Work required:
Extract the data exactly, missing nothing.

Recorded data:
□ □ □ □ □ □ □

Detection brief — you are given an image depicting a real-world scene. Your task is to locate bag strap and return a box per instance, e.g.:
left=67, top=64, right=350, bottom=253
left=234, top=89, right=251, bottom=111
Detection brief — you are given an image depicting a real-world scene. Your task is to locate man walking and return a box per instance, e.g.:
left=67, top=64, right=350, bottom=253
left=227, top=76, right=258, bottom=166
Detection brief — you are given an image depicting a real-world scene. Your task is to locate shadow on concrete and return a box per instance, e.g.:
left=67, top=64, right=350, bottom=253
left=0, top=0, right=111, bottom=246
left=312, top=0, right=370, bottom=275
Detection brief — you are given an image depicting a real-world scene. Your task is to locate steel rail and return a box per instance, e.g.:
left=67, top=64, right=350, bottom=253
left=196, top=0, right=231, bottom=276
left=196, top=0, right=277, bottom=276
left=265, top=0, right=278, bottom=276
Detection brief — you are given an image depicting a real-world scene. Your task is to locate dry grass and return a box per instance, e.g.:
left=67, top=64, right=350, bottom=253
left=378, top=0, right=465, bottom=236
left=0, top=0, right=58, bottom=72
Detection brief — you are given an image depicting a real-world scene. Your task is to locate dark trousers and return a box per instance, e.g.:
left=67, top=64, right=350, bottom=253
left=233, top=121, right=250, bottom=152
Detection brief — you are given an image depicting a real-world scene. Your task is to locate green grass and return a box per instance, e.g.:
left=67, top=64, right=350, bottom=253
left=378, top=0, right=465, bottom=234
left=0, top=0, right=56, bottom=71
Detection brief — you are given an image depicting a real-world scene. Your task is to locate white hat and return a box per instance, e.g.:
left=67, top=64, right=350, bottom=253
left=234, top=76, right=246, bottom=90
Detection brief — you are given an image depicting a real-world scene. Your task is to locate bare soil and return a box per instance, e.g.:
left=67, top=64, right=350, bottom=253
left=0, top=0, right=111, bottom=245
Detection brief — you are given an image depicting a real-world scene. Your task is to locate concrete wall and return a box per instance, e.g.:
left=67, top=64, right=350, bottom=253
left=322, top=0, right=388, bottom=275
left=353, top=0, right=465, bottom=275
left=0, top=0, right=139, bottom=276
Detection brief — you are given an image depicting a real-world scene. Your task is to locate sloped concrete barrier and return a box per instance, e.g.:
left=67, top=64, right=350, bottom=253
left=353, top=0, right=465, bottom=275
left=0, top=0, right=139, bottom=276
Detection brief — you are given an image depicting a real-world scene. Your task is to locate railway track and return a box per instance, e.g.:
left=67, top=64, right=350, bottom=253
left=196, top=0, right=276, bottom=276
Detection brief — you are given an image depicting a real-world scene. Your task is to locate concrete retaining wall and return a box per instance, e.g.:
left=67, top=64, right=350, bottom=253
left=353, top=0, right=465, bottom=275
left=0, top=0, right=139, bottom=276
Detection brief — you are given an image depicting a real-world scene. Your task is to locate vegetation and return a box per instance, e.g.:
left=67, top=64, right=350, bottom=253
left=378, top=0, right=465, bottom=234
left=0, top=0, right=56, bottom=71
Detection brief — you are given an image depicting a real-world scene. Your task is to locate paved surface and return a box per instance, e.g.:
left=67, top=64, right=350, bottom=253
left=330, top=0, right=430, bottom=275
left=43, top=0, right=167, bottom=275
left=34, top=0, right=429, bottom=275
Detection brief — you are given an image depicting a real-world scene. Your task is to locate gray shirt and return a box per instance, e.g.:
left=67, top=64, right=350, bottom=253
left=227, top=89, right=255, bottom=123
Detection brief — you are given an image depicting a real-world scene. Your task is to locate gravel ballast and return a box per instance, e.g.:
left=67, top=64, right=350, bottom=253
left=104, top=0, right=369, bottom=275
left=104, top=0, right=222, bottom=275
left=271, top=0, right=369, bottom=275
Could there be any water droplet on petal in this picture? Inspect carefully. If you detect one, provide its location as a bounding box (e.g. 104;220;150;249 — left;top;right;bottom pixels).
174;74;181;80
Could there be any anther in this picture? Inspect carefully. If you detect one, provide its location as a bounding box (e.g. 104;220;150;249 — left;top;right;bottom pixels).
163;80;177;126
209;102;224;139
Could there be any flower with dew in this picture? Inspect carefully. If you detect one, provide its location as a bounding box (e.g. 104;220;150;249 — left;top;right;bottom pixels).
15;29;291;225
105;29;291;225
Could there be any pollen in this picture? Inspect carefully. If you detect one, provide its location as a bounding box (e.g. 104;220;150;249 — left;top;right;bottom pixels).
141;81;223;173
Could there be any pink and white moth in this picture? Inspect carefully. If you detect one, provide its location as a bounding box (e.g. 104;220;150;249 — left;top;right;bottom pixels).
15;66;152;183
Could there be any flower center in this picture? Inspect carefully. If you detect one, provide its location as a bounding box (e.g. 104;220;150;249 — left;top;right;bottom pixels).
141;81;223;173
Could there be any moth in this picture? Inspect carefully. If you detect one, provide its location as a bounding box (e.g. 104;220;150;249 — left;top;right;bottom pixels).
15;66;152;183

□ □ □ □ □ □ □

Right answer:
Detection brief — you are given an image depicting a real-world scene. Your task is to locate bag strap and return a box per instance, e.g.:
left=67, top=64, right=350, bottom=253
left=234, top=89, right=251, bottom=111
Detection brief — you are given an image depicting a real-world scene. Your task is to locate man walking and return a box per instance, e.g.:
left=67, top=64, right=350, bottom=253
left=227, top=76, right=258, bottom=166
Detection brief — you are given an image depicting a real-world scene. Your task is to locate shadow on concrete and return a box per instance, e.g.:
left=67, top=64, right=350, bottom=253
left=0, top=0, right=111, bottom=246
left=312, top=0, right=370, bottom=275
Detection brief — you are given an image depicting a real-world scene. Your task is to locate steel rail and return a box per instance, e.g.:
left=67, top=64, right=350, bottom=253
left=196, top=0, right=231, bottom=276
left=196, top=0, right=277, bottom=276
left=265, top=0, right=278, bottom=276
Detection brief — you are given an image depicting a real-world scene. Your task is to locate dry grass and return a box per instance, e.g.:
left=67, top=64, right=350, bottom=253
left=378, top=0, right=465, bottom=236
left=0, top=0, right=58, bottom=72
Detection brief — you are given an image depicting a real-world scene. Your task is to locate dark trousers and return a box per instance, e.g.:
left=67, top=64, right=350, bottom=253
left=233, top=121, right=250, bottom=152
Detection brief — you are given an image depicting a real-world scene. Your task is to locate green grass and return a box per instance, e.g.:
left=67, top=64, right=350, bottom=253
left=378, top=0, right=465, bottom=234
left=0, top=0, right=56, bottom=71
Detection brief — you are given an image depicting a real-world scene. Your task is to locate white hat and return a box per instance, e.g.:
left=67, top=64, right=350, bottom=253
left=234, top=76, right=246, bottom=90
Detection brief — you are given an image depicting a real-world scene. Your task is to locate bare soil and return a box per instance, e.g.:
left=67, top=64, right=350, bottom=253
left=0, top=0, right=111, bottom=245
Detection brief — you are given an image depicting a real-world scene. Your task is to locate concrete wall and return a box per instance, e.g.:
left=67, top=64, right=350, bottom=253
left=322, top=0, right=388, bottom=275
left=353, top=0, right=465, bottom=275
left=0, top=0, right=139, bottom=276
Detection brief — you are given an image depicting a real-world scene. Your task is to locate sloped concrete barrier and return a box per instance, e.g.:
left=67, top=64, right=350, bottom=253
left=353, top=0, right=465, bottom=275
left=0, top=0, right=139, bottom=276
Detection brief — you are given an image depicting a real-world scene. Your task is to locate railway track and return a box per instance, e.g.:
left=67, top=64, right=350, bottom=253
left=196, top=0, right=276, bottom=276
Detection brief — you are given an image depicting a real-world scene. Your task is to locate concrete retaining wall and return a box per instance, e.g.:
left=67, top=64, right=350, bottom=253
left=353, top=0, right=465, bottom=275
left=0, top=0, right=139, bottom=276
Detection brief — you are given an image depicting a real-world scene. Your task is to locate vegetation and return a box per instance, e.g.:
left=67, top=64, right=350, bottom=253
left=378, top=0, right=465, bottom=234
left=0, top=0, right=56, bottom=71
Detection brief — you are given an image depicting a real-world scene. Your task is to locate paved surface and return a box per instance, e.g.:
left=67, top=64, right=350, bottom=253
left=330, top=0, right=430, bottom=275
left=43, top=0, right=167, bottom=275
left=34, top=0, right=429, bottom=275
Detection brief — you are given an image depicting a real-world scene. Your task is to locate gray shirt and return a box per instance, e.g.:
left=67, top=64, right=350, bottom=253
left=227, top=89, right=255, bottom=123
Detection brief — you are given an image depicting a real-world scene. Your task is to locate gravel ballast and return a box per instance, e.g.:
left=67, top=64, right=350, bottom=253
left=104, top=0, right=369, bottom=275
left=104, top=0, right=222, bottom=275
left=271, top=0, right=369, bottom=275
Could there be any water droplet on petal in this picture? Inspect carefully. If you detect one, provide its location as a bounding box (e.g. 104;220;150;249 — left;top;right;bottom pixels).
174;74;181;80
Could there be any anther in this picture? Inspect carefully. If you detect one, provide its location as a bounding box (e.g. 104;220;150;249 — left;top;right;bottom pixels).
163;80;177;126
209;102;224;139
Could there be any flower with dew in this picture? Inspect carefully. If you detect one, provide its location as a bounding box (e.g. 104;220;150;249 — left;top;right;bottom pixels).
15;29;291;225
105;29;291;225
Could there be any pollen in this picture? Inspect carefully. If you detect one, provide its location as a bounding box (e.g. 104;220;150;249 — left;top;right;bottom pixels).
141;81;223;173
Could there be any pink and white moth in this picture? Inspect carefully. If you detect one, provide its location as a bounding box (e.g. 104;220;150;249 — left;top;right;bottom pixels).
15;66;152;183
Could there be any flower center in this picture? Inspect carefully. If you detect one, provide its location as a bounding box (e.g. 104;220;150;249 — left;top;right;bottom pixels).
141;81;223;173
Could there be any moth in this picture? Inspect carefully. If you detect one, provide its location as a bounding box (e.g. 104;220;150;249 — left;top;right;bottom pixels).
15;66;152;183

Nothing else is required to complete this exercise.